__ACTIVITY__: Your answer is the lines from the one that has "Would you mind indicating the tree line" through the last line of the records below, retyped exactly and alone.

__PROVIDED RECORDS__:
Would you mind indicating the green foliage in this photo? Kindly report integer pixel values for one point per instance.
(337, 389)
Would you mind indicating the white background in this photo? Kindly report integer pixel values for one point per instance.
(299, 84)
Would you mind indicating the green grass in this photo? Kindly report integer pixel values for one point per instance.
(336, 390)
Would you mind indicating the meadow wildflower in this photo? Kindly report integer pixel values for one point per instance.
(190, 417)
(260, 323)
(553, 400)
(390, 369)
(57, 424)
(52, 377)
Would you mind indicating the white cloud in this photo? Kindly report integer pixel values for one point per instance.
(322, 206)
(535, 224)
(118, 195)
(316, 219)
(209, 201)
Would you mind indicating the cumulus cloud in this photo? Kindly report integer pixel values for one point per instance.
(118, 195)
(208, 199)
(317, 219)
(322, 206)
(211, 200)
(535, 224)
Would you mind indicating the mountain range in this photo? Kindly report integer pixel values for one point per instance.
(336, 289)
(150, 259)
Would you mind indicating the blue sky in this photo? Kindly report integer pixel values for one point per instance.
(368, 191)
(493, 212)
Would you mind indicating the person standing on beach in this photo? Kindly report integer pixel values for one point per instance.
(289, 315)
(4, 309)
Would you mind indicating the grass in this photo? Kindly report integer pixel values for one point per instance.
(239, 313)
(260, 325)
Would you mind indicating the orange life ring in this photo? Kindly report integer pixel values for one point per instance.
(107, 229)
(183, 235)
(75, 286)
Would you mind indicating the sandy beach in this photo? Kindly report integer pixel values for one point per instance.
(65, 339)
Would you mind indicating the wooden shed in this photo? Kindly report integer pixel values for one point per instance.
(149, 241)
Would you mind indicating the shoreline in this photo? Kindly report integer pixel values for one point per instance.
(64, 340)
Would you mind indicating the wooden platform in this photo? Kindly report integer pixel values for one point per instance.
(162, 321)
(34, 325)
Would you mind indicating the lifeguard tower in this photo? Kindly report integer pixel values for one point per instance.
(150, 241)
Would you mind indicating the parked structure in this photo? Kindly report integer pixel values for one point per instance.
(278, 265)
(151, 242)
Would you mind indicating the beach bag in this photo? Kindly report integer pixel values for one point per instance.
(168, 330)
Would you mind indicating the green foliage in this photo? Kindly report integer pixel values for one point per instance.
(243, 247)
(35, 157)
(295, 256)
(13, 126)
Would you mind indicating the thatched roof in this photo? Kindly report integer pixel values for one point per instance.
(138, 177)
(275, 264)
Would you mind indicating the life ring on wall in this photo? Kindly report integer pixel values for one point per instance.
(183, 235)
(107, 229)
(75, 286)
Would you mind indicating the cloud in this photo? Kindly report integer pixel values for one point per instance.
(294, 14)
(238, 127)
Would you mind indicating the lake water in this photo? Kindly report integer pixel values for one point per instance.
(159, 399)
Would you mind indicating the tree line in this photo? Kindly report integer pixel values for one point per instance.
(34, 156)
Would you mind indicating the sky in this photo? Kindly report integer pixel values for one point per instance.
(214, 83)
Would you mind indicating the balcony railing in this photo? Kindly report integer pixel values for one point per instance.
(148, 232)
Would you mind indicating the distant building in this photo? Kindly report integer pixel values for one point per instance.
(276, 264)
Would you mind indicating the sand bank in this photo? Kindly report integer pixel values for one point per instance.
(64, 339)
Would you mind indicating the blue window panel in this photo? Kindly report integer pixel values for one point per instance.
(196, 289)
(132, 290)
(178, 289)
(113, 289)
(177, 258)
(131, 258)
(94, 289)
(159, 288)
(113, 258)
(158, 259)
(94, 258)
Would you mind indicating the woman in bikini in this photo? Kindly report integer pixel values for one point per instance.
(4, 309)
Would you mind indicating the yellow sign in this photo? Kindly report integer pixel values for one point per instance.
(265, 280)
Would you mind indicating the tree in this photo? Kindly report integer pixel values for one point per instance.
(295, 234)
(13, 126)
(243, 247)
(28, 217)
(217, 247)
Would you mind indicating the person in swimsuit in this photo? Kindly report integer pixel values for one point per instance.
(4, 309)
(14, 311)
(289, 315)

__TASK SOLUTION__:
Would you mind indicating the tree line in this photo? Kindly report integer pixel values for one point per instance.
(34, 156)
Would you mind indicating the sky in this photo? Kindly report integer pixel values for one point per instance.
(214, 83)
Would you mind indicating the balcony railing in this photo? Kindly report integer pixel values for one point per instance.
(148, 232)
Would you mind indicating the distant building in this photo? Kindly report integer pixel values for one point per instance.
(276, 264)
Would you mind indicating the sand bank in this photo? Kindly report integer pixel values for one point per instance.
(64, 339)
Would you mind indicating the blue window panel in this photo? Kindly report integer pixel values for one point per instance.
(196, 289)
(132, 290)
(178, 289)
(113, 289)
(177, 258)
(131, 258)
(94, 289)
(159, 288)
(113, 258)
(158, 259)
(94, 258)
Would you mind indicating the woman in bikini in this photo? Kindly report integer pixel values for one point per instance.
(4, 309)
Would you mind indicating the yellow sign in this photo? Kindly report integer pixel values for one point per instance.
(265, 280)
Would you mind indicating the tree in this photo? Kindly report integer pixel values for one point per instance.
(295, 234)
(13, 126)
(243, 247)
(28, 217)
(217, 247)
Would you mind indicating the person in swimsuit in this photo? Kindly report integer pixel values for one point per instance.
(4, 309)
(14, 311)
(289, 315)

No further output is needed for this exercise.